■ WORK TO BE COMPLETED: Return all records exactly. Nothing may be added.
*** INFORMATION SHOWN ***
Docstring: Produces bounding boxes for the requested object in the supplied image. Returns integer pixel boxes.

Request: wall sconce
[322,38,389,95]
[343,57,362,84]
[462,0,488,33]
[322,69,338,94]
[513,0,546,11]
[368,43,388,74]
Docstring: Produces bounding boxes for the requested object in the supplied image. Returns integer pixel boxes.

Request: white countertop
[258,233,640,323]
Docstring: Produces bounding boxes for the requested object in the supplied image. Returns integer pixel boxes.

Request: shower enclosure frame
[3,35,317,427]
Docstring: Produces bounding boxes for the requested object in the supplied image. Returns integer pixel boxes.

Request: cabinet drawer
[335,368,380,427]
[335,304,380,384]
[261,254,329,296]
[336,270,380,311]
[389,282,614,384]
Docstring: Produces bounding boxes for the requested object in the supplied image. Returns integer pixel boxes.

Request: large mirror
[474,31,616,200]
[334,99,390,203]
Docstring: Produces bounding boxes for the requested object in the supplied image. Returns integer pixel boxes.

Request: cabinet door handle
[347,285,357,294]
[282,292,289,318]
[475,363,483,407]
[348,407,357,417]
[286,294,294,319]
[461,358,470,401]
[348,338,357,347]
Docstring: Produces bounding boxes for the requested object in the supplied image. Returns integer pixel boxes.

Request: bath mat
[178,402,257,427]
***
■ EXERCISE ANSWER:
Docstring: Produces bounding boxes for the requested object in the supplied image. Returns integer pixel boxes.

Request: wall sconce
[322,38,389,95]
[343,57,362,84]
[462,0,488,33]
[322,69,338,94]
[513,0,546,11]
[368,43,388,74]
Docstring: Produces bounding boxes for the requested object in the supplied image. Returns integer pixel boxes.

Request: white countertop
[258,233,640,323]
Docstring: Produces bounding boxes for the requested object in the supplied image. Returns integer pixel boxes.

Request: shower enclosure frame
[3,35,317,427]
Docstring: Produces bounding boxes for the requested object in the supplied image. Returns integer pixel boxes.

Request: cabinet drawer
[335,368,380,427]
[335,304,380,384]
[261,254,329,296]
[336,270,380,311]
[389,282,614,384]
Docstring: Produces bounding boxes for the requested object in the supplied image. Returns integer pixel boxes.

Request: large mirror
[474,31,616,200]
[334,99,390,203]
Docstring: Produces bounding boxes for the requested object in the supplied image. Returns integer pixel boxes.

Request: cabinet door handle
[347,285,357,294]
[282,292,289,318]
[475,363,483,407]
[348,407,357,417]
[286,294,294,319]
[461,358,470,401]
[348,338,357,347]
Docstring: Produces bounding boxes for the requested object in the supplied image. Returns integer pixel boxes.

Request: bath mat
[178,402,257,427]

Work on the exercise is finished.